ACTIONS TO TAKE:
1. In the passage on smell perception, rewrite everything from "First there is" down to "classification of odours.", substituting "violets" for "purples".
2. According to the passage on smell perception, how many types of cones in the eye are stimulated to detect color variation?

SELECTED PASSAGE:
━━━━━━━━━━━━━━━━━━━━━━━━━━━━━━
One of the major themes of the book is that there is no clear “objective representational content” associated with particular types of odour experiences. “Oflactory information is not computed into perspective-invariant perceptual objects as information in vision is.” The difficulties in assigning such a content arise at many different levels, and Barwich makes a strong case for this across several chapters.
First there is the challenge of describing and classifying odours in any systematic way. Here the contrast with vision seems especially apt. Colour appearances seem to be characterizable along the dimensions of saturation, hue, and brightness. And although we can discriminate many millions of hues, these can all be characterised in terms of amounts of red or green, blue or yellow, and white and black. For example, purples appear a little bit bluish and a little bit reddish. In the first, historical chapter of Barwich’s book we encounter a variety of attempts to classify odours, from physiology to perfumery. And here we quickly realise how difficult it is to develop a simple or intuitive classification of odours.
Later chapters provide an explanation. Whereas the eye and brain rely on the stimulation of just three types of cones in the eye to detect colour variation, the olfactory receptors are enormously multi-dimensional. As Barwich explains, “odour receptors deal with several thousand different molecular parameters in no particular order of continuity or scale. Therefore, there is no uniform way to carve the physical space of odorants ‘at its joints’ like visible wavelengths or audible frequencies.”
━━━━━━━━━━━━━━━━━━━━━━━━━━━━━━
MATERIAL SHOWN:

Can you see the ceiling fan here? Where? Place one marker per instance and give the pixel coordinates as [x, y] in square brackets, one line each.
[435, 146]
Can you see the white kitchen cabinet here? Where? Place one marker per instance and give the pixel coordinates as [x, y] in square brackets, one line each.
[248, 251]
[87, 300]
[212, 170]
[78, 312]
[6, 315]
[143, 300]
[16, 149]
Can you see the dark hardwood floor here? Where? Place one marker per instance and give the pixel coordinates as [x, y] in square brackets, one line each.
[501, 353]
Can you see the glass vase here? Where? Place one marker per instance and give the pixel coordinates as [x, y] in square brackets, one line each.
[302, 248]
━━━━━━━━━━━━━━━━━━━━━━━━━━━━━━
RESPONSES FOR EACH TASK:
1.
First there is the challenge of describing and classifying odours in any systematic way. Here the contrast with vision seems especially apt. Colour appearances seem to be characterizable along the dimensions of saturation, hue, and brightness. And although we can discriminate many millions of hues, these can all be characterised in terms of amounts of red or green, blue or yellow, and white and black. For example, violets appear a little bit bluish and a little bit reddish. In the first, historical chapter of Barwich’s book we encounter a variety of attempts to classify odours, from physiology to perfumery. And here we quickly realise how difficult it is to develop a simple or intuitive classification of odours.

2. Three.